#### Exercise instructions
Return all lines from the entries below in which the word "front" is present.

"""

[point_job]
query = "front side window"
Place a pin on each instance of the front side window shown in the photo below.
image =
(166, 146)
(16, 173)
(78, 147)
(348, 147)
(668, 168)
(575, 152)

"""
"""

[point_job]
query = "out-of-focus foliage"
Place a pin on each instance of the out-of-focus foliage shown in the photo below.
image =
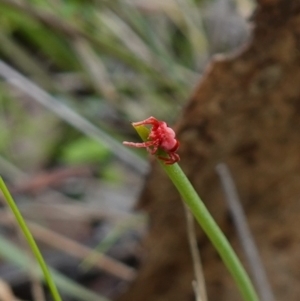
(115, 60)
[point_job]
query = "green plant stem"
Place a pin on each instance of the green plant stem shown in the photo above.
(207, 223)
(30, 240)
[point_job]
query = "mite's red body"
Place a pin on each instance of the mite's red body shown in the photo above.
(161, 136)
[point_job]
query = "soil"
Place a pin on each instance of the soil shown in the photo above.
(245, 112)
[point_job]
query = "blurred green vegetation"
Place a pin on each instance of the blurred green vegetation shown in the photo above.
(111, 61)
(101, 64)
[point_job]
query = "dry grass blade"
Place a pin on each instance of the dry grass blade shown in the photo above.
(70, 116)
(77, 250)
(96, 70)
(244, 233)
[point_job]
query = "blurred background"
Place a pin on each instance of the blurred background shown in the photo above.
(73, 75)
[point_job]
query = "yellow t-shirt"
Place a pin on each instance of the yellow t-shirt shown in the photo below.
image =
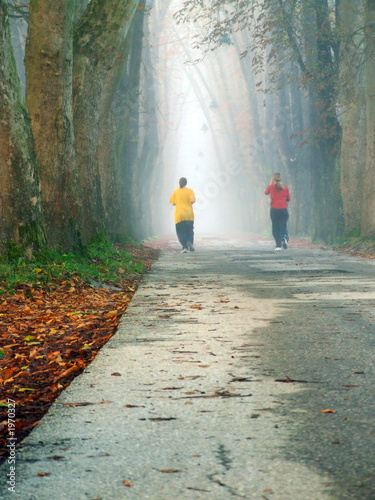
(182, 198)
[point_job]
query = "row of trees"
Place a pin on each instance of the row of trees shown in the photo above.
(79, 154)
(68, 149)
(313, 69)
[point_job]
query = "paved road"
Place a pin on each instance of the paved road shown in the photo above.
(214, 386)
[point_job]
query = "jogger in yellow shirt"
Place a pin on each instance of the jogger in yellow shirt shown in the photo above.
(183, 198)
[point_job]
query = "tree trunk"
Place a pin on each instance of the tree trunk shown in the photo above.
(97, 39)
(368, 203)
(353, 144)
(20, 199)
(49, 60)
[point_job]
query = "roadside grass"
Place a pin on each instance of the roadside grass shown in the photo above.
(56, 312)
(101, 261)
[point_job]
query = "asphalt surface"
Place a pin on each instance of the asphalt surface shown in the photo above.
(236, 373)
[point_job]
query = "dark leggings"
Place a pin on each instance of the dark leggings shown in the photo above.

"""

#### Exercise result
query = "front side window"
Place a pin on each instance of the front side window shown in the photo below.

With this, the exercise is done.